**やること**:
**a)** 台湾の地下ダムについての文章から、「水源、土壌などの山地調査の結」と「年後の1923年に完成した。」のあいだを、その両方も含めて一字も変えずに書き写してください。
**b)** 台湾の地下ダムについての文章の続きを、最後の文のあとから書いてください。

**出典**:
傳田晴久
1. はじめに
台湾通信No.92で友人が送ってくれた記事「土木技術者の本懐」(雑誌「月刊建設」14-10〜14-12掲載、著者は緒方英樹氏)をご紹介させていただきましたが、今回はその後半をお伝えいたします。
2. 台湾のインフラその六(二峰「土川」ダム)
ノンフィクション作家平野久美子さんの著作「水の奇跡を呼んだ男―日本初の環境型ダムを作った鳥居信平」によって今ではよく知られるようになった鳥居信平と地下ダム「二峰「土川」(にほうしゅう)」について、緒方英樹氏は次のように紹介しています。
「八田與一技師が烏山頭ダムを建設した時代に、もう一人の日本人技師が台湾南部の屏東県で地下ダム「二峰「土川」」を建設、現在も地域の20万人市民の生活を支えている事実が解き明かされた。自然環境に配慮した地下ダムの発想が、地球温暖化の深刻な今、新鮮味を帯びて注目されている。」
その技術者・鳥居信平は八田技師と同じ旧制四高(金沢)の出身で、鳥居が卒業した年に八田が入学している。二人とも東京帝大に進み、農業土木を専攻した鳥居は屏東平原に地下ダムを、土木工学を専攻した八田は嘉南平原に烏山頭ダムを建設した。
鳥居は農商務省や徳島県の技師を歴任した後、台湾製糖の水利課長に採用され、サトウキビなどの生産事業に従事したが、彼はサトウキビ生産のために屏東平原の荒れ地に水を引くことが求められた。
水源、土壌などの山地調査の結果、屏東平野の地下を流れる伏流水に着目し、川の干上がる乾季に川床を掘り起こして堰を作り、堰き止めた伏流水を幹線水路3,436mで導こうとした。もともとその土地に住みついている原住民・高砂族の暮らしを損なわないために、彼は原住民の頭目と酒を酌み交わし、原住民たちとの話し合いを繰り返し、狩猟や漁業を生業としてきた先祖伝来の生活習慣を重んじた。工事は毒蛇、マラリアがはびこる地帯であり、難工事であったが、約2年後の1923年に完成した。

**データ**:
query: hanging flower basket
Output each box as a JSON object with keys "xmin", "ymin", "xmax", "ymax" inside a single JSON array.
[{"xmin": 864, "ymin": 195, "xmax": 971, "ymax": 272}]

**作業ごとの回答**:
**a)**
水源、土壌などの山地調査の結果、屏東平野の地下を流れる伏流水に着目し、川の干上がる乾季に川床を掘り起こして堰を作り、堰き止めた伏流水を幹線水路3,436mで導こうとした。もともとその土地に住みついている原住民・高砂族の暮らしを損なわないために、彼は原住民の頭目と酒を酌み交わし、原住民たちとの話し合いを繰り返し、狩猟や漁業を生業としてきた先祖伝来の生活習慣を重んじた。工事は毒蛇、マラリアがはびこる地帯であり、難工事であったが、約2年後の1923年に完成した。

**b)**
ダム完成後、新農地に移住してきた農民に2年から3年の輪作給水法を取り入れた。鳥居が台湾製糖を辞めるまでの25年間に3万ヘクタール以上の農地を開拓、乾季にサトウキビ、雨季に米や芋などの農作物の収穫が格段に増えた。緒方英樹氏は、八田與一は鳥居信平が採りいれた輪作法を研究して、嘉南平原の潅漑事業に展開したとみられると述べている。
3. 台湾のインフラその七(導水路)
緒方英樹氏は金沢の旧制四高から東京帝大に進んだ技師として鳥居信平と八田與一を紹介した後、もう一人の技師・磯田謙雄(のりお)を紹介しています。
磯田謙雄は八田與一より7歳年下ですが、旧制金沢一中、旧制四校、東京帝大土木工学科から台湾総督府へと全く八田と同じ道を歩み、現在も台中市で機能している農業用水路「白冷「土川」(はくれいしゅう)」を設計しました。
台中の新社にある大甲渓の豊富な水を取り入れて豊原地区814haを灌漑するために、磯田は白冷台地と新社大地の高低差を利用して水を挙げる逆サイホンの原理を利用して導水路を建設した。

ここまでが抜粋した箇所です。